* BEGIN *

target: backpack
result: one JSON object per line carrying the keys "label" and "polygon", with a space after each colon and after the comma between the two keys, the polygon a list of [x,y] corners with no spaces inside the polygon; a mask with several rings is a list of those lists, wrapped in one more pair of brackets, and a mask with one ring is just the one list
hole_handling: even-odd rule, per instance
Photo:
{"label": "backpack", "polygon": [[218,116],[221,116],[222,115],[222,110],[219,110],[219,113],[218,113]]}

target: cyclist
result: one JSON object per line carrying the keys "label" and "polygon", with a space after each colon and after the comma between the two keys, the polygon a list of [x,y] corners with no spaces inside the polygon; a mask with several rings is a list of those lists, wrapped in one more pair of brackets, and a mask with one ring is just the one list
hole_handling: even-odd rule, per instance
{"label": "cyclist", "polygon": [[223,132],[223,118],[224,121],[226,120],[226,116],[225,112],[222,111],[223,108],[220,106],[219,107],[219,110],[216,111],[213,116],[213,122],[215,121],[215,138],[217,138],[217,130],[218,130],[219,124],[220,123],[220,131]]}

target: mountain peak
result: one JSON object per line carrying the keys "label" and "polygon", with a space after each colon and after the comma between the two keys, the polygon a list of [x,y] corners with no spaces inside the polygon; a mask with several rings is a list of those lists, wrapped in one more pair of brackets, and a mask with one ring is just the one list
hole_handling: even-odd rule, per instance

* END *

- Short problem
Update the part of the records that opens with the line containing "target: mountain peak" and runs through the end of the records. Replace "even-odd rule" with "nonzero winding rule", keep every other character unchanged, and return only those lines.

- Output for this task
target: mountain peak
result: one JSON object per line carrying the keys "label" and "polygon", with a space after each colon and after the comma between the two keys, the polygon a list of [x,y] corners with no spaces inside the polygon; a mask with several rings is a list of those lists, wrapped in one more pair of brackets, and a mask with one ring is just the one list
hole_handling: nonzero winding rule, per instance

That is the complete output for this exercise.